## Stated goal
Which lines run from the one containing "Check that every instance of the patio chair" to the end of the entries? Quote them exactly, and nothing else.

## Material provided
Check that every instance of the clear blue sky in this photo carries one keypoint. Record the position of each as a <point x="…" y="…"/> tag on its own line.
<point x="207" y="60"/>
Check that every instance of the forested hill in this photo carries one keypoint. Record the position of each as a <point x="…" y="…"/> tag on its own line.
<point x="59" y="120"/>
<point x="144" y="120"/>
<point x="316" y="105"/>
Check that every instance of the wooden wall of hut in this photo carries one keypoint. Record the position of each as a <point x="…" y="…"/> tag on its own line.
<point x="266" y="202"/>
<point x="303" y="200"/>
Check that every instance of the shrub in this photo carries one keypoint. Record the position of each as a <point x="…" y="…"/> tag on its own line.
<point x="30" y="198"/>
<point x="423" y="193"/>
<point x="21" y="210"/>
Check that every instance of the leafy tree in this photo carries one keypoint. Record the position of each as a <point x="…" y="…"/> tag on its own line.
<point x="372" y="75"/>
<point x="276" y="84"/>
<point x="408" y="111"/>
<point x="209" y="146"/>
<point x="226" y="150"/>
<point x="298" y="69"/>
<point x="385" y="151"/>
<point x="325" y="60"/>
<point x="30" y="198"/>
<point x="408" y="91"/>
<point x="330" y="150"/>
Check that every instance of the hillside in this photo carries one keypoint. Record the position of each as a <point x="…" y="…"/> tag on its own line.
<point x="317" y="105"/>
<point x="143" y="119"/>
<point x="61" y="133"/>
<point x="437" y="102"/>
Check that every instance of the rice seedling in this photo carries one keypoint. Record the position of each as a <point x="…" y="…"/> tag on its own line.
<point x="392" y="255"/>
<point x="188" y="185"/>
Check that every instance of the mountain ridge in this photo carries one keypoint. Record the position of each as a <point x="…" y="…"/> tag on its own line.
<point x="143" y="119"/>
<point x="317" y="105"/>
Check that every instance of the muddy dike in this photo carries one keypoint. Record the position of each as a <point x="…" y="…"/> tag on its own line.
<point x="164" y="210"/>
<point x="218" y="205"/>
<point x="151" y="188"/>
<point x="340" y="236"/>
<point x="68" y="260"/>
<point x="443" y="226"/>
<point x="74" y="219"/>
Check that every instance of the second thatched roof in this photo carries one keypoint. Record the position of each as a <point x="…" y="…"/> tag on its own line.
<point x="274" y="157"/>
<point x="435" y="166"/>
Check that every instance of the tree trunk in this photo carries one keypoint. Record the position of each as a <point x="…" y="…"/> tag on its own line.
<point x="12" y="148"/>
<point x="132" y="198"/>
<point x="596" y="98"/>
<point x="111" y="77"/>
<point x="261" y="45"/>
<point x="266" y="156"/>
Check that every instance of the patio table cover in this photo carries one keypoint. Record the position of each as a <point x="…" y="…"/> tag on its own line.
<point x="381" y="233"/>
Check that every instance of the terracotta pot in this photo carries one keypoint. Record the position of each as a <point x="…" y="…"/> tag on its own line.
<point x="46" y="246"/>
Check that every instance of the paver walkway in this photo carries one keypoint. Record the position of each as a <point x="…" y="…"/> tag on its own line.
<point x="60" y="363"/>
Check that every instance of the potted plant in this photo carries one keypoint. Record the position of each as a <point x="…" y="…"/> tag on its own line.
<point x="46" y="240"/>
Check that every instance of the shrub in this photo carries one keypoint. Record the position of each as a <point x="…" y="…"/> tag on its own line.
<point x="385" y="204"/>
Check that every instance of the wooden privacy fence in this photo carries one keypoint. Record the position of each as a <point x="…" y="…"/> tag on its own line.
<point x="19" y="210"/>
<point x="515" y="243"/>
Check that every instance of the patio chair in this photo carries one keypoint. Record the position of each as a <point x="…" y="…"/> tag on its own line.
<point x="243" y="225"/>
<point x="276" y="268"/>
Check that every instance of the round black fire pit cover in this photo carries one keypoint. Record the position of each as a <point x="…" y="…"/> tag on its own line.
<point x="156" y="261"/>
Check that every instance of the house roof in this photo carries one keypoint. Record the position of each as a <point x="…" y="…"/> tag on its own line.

## Task answer
Check that every instance of the patio chair in this photo carries one keypoint. Record the position of each as a <point x="…" y="…"/> tag on its own line.
<point x="243" y="225"/>
<point x="276" y="268"/>
Check that every instance of the round black fire pit cover in this photo carries one keypoint. Record the position of each as a <point x="…" y="…"/> tag on its own line.
<point x="156" y="261"/>
Check that every instance of the house roof in this photo carries one keypoint. Record the position of each as a <point x="…" y="…"/> tag on its own line.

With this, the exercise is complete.